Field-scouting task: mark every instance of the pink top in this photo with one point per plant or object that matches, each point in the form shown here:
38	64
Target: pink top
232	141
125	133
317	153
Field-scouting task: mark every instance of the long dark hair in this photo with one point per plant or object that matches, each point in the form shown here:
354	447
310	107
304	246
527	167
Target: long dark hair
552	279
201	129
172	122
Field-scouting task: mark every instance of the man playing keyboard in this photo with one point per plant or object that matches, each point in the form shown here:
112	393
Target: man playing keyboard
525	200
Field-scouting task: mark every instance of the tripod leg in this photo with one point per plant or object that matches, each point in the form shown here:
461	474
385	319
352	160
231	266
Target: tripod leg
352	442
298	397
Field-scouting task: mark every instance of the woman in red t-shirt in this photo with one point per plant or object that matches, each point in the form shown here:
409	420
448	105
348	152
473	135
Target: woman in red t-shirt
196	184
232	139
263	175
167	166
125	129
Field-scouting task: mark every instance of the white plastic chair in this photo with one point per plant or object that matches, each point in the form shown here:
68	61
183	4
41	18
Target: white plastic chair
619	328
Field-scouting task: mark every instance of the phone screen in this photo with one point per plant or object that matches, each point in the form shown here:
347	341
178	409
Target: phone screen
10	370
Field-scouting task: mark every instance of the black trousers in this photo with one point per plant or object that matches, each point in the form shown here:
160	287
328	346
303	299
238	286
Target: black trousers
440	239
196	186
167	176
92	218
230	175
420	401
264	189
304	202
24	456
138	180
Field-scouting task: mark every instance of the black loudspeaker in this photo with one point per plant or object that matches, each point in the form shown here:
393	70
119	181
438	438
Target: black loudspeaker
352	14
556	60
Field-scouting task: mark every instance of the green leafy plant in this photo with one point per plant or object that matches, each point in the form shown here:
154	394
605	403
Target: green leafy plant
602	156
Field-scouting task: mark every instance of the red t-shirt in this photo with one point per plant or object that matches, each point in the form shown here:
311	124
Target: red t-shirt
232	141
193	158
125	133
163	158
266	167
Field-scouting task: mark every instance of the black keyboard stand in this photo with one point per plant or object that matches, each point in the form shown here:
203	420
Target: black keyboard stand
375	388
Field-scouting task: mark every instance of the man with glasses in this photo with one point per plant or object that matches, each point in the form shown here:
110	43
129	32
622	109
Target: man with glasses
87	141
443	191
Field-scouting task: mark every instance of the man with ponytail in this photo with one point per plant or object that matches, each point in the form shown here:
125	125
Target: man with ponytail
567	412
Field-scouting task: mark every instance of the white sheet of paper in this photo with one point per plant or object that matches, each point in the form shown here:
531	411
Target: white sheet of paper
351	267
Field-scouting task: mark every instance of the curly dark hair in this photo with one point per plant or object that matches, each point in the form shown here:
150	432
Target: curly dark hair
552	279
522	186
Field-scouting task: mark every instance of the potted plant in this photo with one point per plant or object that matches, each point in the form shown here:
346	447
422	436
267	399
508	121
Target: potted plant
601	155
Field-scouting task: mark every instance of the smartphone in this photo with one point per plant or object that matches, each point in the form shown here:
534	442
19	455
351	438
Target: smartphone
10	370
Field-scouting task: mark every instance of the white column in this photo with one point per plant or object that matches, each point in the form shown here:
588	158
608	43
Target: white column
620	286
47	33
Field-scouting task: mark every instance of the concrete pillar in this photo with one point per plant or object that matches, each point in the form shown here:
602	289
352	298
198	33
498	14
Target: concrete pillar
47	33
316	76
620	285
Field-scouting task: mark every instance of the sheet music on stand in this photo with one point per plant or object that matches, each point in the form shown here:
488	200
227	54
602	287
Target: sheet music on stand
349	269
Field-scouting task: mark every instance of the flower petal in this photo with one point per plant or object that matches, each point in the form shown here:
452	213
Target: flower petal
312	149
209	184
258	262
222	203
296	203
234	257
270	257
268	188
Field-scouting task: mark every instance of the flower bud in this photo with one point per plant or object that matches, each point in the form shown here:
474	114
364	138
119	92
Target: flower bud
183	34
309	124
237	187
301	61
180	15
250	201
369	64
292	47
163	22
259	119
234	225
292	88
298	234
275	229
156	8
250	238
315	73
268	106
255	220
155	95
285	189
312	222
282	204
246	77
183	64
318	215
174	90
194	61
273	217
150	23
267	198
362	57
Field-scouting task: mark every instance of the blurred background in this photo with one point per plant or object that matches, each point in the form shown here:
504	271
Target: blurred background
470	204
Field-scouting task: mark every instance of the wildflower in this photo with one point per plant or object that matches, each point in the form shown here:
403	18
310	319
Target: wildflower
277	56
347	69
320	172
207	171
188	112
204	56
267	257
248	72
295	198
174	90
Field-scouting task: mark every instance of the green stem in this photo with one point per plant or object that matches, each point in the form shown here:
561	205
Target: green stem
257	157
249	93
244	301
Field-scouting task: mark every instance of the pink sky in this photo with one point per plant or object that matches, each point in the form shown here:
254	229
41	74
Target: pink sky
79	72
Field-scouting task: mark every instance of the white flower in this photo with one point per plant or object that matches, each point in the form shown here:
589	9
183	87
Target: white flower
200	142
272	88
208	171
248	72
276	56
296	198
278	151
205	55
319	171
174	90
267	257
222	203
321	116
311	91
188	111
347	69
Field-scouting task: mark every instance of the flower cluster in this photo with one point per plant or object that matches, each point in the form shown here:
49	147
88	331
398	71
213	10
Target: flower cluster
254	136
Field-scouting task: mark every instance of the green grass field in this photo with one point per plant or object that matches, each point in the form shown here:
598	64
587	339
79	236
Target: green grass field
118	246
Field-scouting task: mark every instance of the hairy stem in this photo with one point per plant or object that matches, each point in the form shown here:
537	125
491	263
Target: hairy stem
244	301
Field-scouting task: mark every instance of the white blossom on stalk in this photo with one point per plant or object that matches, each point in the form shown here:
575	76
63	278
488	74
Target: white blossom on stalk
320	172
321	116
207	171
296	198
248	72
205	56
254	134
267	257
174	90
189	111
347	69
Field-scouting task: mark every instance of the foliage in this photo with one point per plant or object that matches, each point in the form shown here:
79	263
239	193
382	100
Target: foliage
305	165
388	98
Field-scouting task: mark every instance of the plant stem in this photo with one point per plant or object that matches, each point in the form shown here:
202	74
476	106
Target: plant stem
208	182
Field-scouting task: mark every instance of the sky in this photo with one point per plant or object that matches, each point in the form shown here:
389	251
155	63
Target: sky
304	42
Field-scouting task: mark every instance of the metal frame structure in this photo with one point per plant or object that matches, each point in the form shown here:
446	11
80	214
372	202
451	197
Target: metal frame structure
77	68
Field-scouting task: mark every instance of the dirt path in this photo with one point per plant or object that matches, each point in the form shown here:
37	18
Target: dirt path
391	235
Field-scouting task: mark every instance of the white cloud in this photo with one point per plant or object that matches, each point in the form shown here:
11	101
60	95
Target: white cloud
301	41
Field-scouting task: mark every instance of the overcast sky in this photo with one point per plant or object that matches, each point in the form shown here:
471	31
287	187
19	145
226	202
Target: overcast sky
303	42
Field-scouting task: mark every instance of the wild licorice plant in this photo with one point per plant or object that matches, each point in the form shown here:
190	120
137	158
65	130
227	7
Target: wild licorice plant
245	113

- - - - - - -

• **WORK TO COMPLETE**
Your task is to output exactly the lines running from the one with "Field-scouting task: mark every instance of the dirt" through the final line of the material above, with both ends included.

• **RESULT OF THE TASK**
Field-scouting task: mark every instance of the dirt path in this photo with one point per plant or object that matches, each point in the form shown here:
37	18
Target: dirt path
391	235
Field-scouting task: mark every instance of the white cloud in this photo with one point per plant or object that matches, each point in the form shown here:
11	101
60	95
Target: white cloud
301	41
Field-scouting task: mark every instance of the overcast sky in this photo with one point per plant or object that matches, each point in the form shown here:
471	31
287	187
19	145
226	202
Target: overcast sky
303	42
Field-scouting task: mark every instance of the wild licorice plant in this photo with one point per plant or object that matches, each point in the form shown here:
190	120
137	158
65	130
227	7
Target: wild licorice plant
245	113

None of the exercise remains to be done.